→ **Problem description**: Please write out all of the data below line for line, leaving out the pictures.

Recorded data
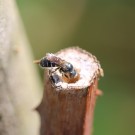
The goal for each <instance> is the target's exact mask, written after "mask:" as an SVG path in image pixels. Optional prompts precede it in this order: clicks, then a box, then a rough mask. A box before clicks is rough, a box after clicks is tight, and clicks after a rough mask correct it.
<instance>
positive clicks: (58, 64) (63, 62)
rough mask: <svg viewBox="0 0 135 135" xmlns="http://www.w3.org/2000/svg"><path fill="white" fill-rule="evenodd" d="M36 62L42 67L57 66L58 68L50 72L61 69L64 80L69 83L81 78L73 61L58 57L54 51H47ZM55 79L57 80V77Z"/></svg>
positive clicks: (37, 63)
mask: <svg viewBox="0 0 135 135" xmlns="http://www.w3.org/2000/svg"><path fill="white" fill-rule="evenodd" d="M34 63H36V64H39V65H40V66H41V67H42V68H54V67H56V69H55V70H54V71H52V72H50V74H52V73H53V72H56V71H57V70H59V72H60V73H61V74H62V81H65V82H67V83H73V82H76V81H77V80H78V79H79V74H78V72H77V70H75V68H74V67H73V65H72V64H71V63H69V62H67V61H65V60H63V59H61V58H60V57H57V56H56V55H54V54H52V53H47V54H46V56H45V57H43V58H41V59H40V60H37V61H35V62H34ZM52 79H54V78H52ZM53 81H55V79H54V80H53Z"/></svg>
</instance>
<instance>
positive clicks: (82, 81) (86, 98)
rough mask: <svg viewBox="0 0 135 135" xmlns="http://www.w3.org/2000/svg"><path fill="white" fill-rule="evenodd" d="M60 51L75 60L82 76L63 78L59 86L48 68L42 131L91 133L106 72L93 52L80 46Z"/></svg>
mask: <svg viewBox="0 0 135 135" xmlns="http://www.w3.org/2000/svg"><path fill="white" fill-rule="evenodd" d="M57 55H58V56H59V57H61V58H62V59H65V60H66V61H68V62H71V63H72V64H73V65H74V67H75V68H76V69H77V70H78V72H79V74H80V78H79V80H78V81H77V82H75V83H65V82H61V83H60V86H61V87H59V88H57V87H56V86H55V87H53V86H52V83H51V82H50V79H49V76H48V72H45V91H44V95H43V100H42V102H41V104H40V105H39V107H38V108H37V110H38V111H39V113H40V116H41V135H90V133H91V132H92V121H93V112H94V107H95V101H96V95H97V94H96V90H97V85H98V77H99V76H100V75H102V69H101V67H100V64H99V62H98V61H97V59H96V58H95V57H94V56H93V55H91V54H89V53H88V52H86V51H84V50H81V49H79V48H67V49H65V50H62V51H60V52H58V53H57ZM98 93H99V92H98Z"/></svg>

→ **Exercise output**:
The goal for each <instance> is the target's exact mask, written after "mask:" as an SVG path in image pixels. Optional prompts precede it in this order: clicks, then a box, then a rough mask. A box before clicks is rough, a box after clicks is tight, and clicks after a rough mask correct it.
<instance>
positive clicks: (58, 64) (63, 62)
rough mask: <svg viewBox="0 0 135 135" xmlns="http://www.w3.org/2000/svg"><path fill="white" fill-rule="evenodd" d="M36 62L42 67L57 66L58 68L50 72L61 69L64 80L69 83L81 78L73 61L58 57L54 51H47ZM55 79L57 80V77Z"/></svg>
positive clicks: (37, 63)
mask: <svg viewBox="0 0 135 135" xmlns="http://www.w3.org/2000/svg"><path fill="white" fill-rule="evenodd" d="M34 63H36V64H39V65H40V66H41V67H42V68H54V67H56V69H55V70H54V71H52V72H50V74H52V73H53V72H56V71H57V70H59V72H60V73H61V74H62V81H65V82H67V83H73V82H76V81H77V80H78V79H79V74H78V72H77V70H75V68H74V67H73V65H72V64H71V63H69V62H67V61H65V60H63V59H61V58H60V57H57V56H56V55H54V54H52V53H47V54H46V56H45V57H43V58H41V59H40V60H37V61H35V62H34ZM52 79H54V78H52ZM53 81H55V79H54V80H53Z"/></svg>
</instance>
<instance>
positive clicks: (82, 81) (86, 98)
rough mask: <svg viewBox="0 0 135 135" xmlns="http://www.w3.org/2000/svg"><path fill="white" fill-rule="evenodd" d="M60 51L75 60L82 76L63 78L59 86L48 68L42 131L91 133L106 72L93 52L80 46Z"/></svg>
mask: <svg viewBox="0 0 135 135" xmlns="http://www.w3.org/2000/svg"><path fill="white" fill-rule="evenodd" d="M57 55H58V56H59V57H61V58H62V59H65V60H66V61H68V62H71V63H72V64H73V65H74V67H75V68H76V69H77V70H78V72H79V74H80V78H79V80H78V81H77V82H75V83H65V82H61V83H60V86H61V87H59V88H57V87H56V86H55V87H53V86H52V83H51V82H50V79H49V76H48V72H45V91H44V95H43V100H42V102H41V104H40V105H39V107H38V108H37V110H38V111H39V113H40V116H41V135H90V133H91V132H92V121H93V112H94V107H95V101H96V95H97V94H96V90H97V85H98V77H99V76H100V75H102V69H101V67H100V64H99V62H98V61H97V59H96V58H95V57H94V56H93V55H91V54H89V53H88V52H86V51H84V50H81V49H79V48H67V49H65V50H62V51H60V52H58V53H57ZM98 93H99V92H98Z"/></svg>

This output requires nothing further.